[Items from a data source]
.....

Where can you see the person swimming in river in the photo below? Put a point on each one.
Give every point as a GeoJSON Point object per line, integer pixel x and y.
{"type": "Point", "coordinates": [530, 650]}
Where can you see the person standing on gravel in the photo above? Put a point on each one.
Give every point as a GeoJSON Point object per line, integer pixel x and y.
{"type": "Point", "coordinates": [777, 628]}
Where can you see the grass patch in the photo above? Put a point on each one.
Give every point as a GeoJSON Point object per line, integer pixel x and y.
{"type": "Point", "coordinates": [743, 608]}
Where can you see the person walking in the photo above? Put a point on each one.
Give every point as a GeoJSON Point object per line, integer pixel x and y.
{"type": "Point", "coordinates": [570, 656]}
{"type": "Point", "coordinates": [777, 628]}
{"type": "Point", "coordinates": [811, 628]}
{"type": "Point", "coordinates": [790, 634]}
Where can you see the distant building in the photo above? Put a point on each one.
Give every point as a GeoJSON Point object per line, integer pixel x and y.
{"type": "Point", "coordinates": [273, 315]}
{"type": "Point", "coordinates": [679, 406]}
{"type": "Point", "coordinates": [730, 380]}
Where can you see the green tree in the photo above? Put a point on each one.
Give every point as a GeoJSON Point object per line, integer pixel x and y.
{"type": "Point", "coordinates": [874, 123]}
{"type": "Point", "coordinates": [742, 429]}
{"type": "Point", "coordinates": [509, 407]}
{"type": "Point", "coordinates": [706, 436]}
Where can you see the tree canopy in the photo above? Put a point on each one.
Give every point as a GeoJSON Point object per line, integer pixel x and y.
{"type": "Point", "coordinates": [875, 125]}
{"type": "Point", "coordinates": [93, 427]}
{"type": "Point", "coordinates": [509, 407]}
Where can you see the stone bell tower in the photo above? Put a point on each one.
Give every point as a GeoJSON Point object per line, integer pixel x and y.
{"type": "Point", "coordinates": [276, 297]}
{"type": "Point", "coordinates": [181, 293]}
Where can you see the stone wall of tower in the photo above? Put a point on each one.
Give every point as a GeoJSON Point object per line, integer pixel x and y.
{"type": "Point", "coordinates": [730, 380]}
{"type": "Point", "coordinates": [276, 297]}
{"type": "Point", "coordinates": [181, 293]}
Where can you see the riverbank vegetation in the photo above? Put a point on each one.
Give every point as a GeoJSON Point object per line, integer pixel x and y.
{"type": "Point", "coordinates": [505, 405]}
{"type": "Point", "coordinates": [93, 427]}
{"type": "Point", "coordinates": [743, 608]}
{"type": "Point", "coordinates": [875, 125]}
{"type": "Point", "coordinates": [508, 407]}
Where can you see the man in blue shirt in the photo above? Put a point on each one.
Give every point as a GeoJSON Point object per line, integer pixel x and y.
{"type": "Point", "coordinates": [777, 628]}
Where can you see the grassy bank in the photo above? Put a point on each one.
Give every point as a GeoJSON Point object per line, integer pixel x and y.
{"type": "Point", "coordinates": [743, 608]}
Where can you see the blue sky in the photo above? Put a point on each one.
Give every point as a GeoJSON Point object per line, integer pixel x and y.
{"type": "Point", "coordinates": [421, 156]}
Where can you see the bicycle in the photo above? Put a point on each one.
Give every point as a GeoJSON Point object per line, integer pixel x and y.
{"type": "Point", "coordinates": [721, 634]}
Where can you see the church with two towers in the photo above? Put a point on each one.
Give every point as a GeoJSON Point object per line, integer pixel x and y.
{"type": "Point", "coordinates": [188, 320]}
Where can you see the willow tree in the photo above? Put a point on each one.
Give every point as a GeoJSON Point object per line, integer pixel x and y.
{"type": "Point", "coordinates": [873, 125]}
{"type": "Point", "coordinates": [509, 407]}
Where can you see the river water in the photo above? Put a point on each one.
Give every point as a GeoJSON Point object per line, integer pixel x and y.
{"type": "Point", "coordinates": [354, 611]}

.....

§ Directive: Convert every line of the listing above into a Markdown table with two columns, "Row" for a running row number and "Line" for the line itself, omitting any blank lines.

§ Response:
| Row | Line |
|---|---|
| 1 | Where can you see the person swimming in river in the photo below? Put a point on each one. |
| 2 | Give every point as a GeoJSON Point object per line, integer pixel x and y. |
| 3 | {"type": "Point", "coordinates": [530, 650]} |
| 4 | Where can you see the person standing on gravel in the photo above? Put a point on each one. |
| 5 | Give every point as a GeoJSON Point object per line, integer pixel x and y. |
| 6 | {"type": "Point", "coordinates": [777, 628]} |
| 7 | Where can you see the grass patch in the photo above? Put a point on each one. |
| 8 | Give every point as a GeoJSON Point object per line, integer pixel x and y. |
| 9 | {"type": "Point", "coordinates": [743, 608]} |
| 10 | Where can you see the person walking in the photo above? Put a point on each one. |
| 11 | Give every point as a GeoJSON Point object per line, integer pixel x and y. |
| 12 | {"type": "Point", "coordinates": [570, 656]} |
| 13 | {"type": "Point", "coordinates": [777, 628]} |
| 14 | {"type": "Point", "coordinates": [811, 628]} |
| 15 | {"type": "Point", "coordinates": [790, 634]} |
| 16 | Where can you see the distant building in the photo above? Put a point on each one. |
| 17 | Give every point as a GeoJSON Point object per line, integer pixel x and y. |
| 18 | {"type": "Point", "coordinates": [273, 315]} |
| 19 | {"type": "Point", "coordinates": [679, 406]} |
| 20 | {"type": "Point", "coordinates": [730, 380]} |
| 21 | Where can you see the green tree in the photo above? Put a point on each one. |
| 22 | Give every point as a GeoJSON Point object per line, integer pixel x and y. |
| 23 | {"type": "Point", "coordinates": [874, 123]} |
| 24 | {"type": "Point", "coordinates": [742, 429]} |
| 25 | {"type": "Point", "coordinates": [509, 407]} |
| 26 | {"type": "Point", "coordinates": [706, 436]} |
| 27 | Where can you see the tree canopy in the photo above? Put a point on each one. |
| 28 | Give every point as a GeoJSON Point object per line, integer pixel x and y. |
| 29 | {"type": "Point", "coordinates": [875, 125]} |
| 30 | {"type": "Point", "coordinates": [93, 427]} |
| 31 | {"type": "Point", "coordinates": [509, 407]} |
| 32 | Where can you see the stone bell tower in the photo above? Put a point on each one. |
| 33 | Give every point as a GeoJSON Point object per line, integer pixel x and y. |
| 34 | {"type": "Point", "coordinates": [276, 297]} |
| 35 | {"type": "Point", "coordinates": [181, 293]} |
| 36 | Where can you see the stone wall of tower in the photo above? Put a point on each one. |
| 37 | Give every point as a GeoJSON Point object per line, integer pixel x and y. |
| 38 | {"type": "Point", "coordinates": [730, 380]} |
| 39 | {"type": "Point", "coordinates": [276, 297]} |
| 40 | {"type": "Point", "coordinates": [181, 293]} |
| 41 | Where can you see the riverbank vegetation in the photo above? Put a point on each one. |
| 42 | Give every point as a GeoJSON Point object per line, integer pixel x and y. |
| 43 | {"type": "Point", "coordinates": [505, 405]} |
| 44 | {"type": "Point", "coordinates": [93, 427]} |
| 45 | {"type": "Point", "coordinates": [743, 608]} |
| 46 | {"type": "Point", "coordinates": [875, 125]} |
| 47 | {"type": "Point", "coordinates": [508, 407]} |
| 48 | Where can you see the man in blue shirt in the photo above? Put a point on each one. |
| 49 | Give every point as a GeoJSON Point object per line, integer pixel x and y. |
| 50 | {"type": "Point", "coordinates": [777, 628]} |
| 51 | Where can you see the grassy bank in the photo above? Put a point on each one. |
| 52 | Give every point as a GeoJSON Point object per line, integer pixel x and y. |
| 53 | {"type": "Point", "coordinates": [743, 608]} |
| 54 | Where can you see the blue sky in the photo above? Put a point on each one. |
| 55 | Give every point as a GeoJSON Point object per line, integer pixel x and y. |
| 56 | {"type": "Point", "coordinates": [421, 156]} |
| 57 | Where can you see the bicycle in the photo above? Put a point on each one. |
| 58 | Give every point as a GeoJSON Point object per line, integer pixel x and y. |
| 59 | {"type": "Point", "coordinates": [721, 634]} |
| 60 | Where can you see the church with two towers in the photo above? Put a point on each one. |
| 61 | Give every point as a GeoJSON Point object per line, integer pixel x and y. |
| 62 | {"type": "Point", "coordinates": [188, 320]} |
| 63 | Where can you see the willow tree in the photo above? Put a point on each one. |
| 64 | Give every point as a GeoJSON Point object per line, integer pixel x and y. |
| 65 | {"type": "Point", "coordinates": [873, 125]} |
| 66 | {"type": "Point", "coordinates": [509, 407]} |
| 67 | Where can you see the river water in the photo above? Put a point on each one. |
| 68 | Give every point as a GeoJSON Point object per line, integer pixel x and y. |
| 69 | {"type": "Point", "coordinates": [354, 611]} |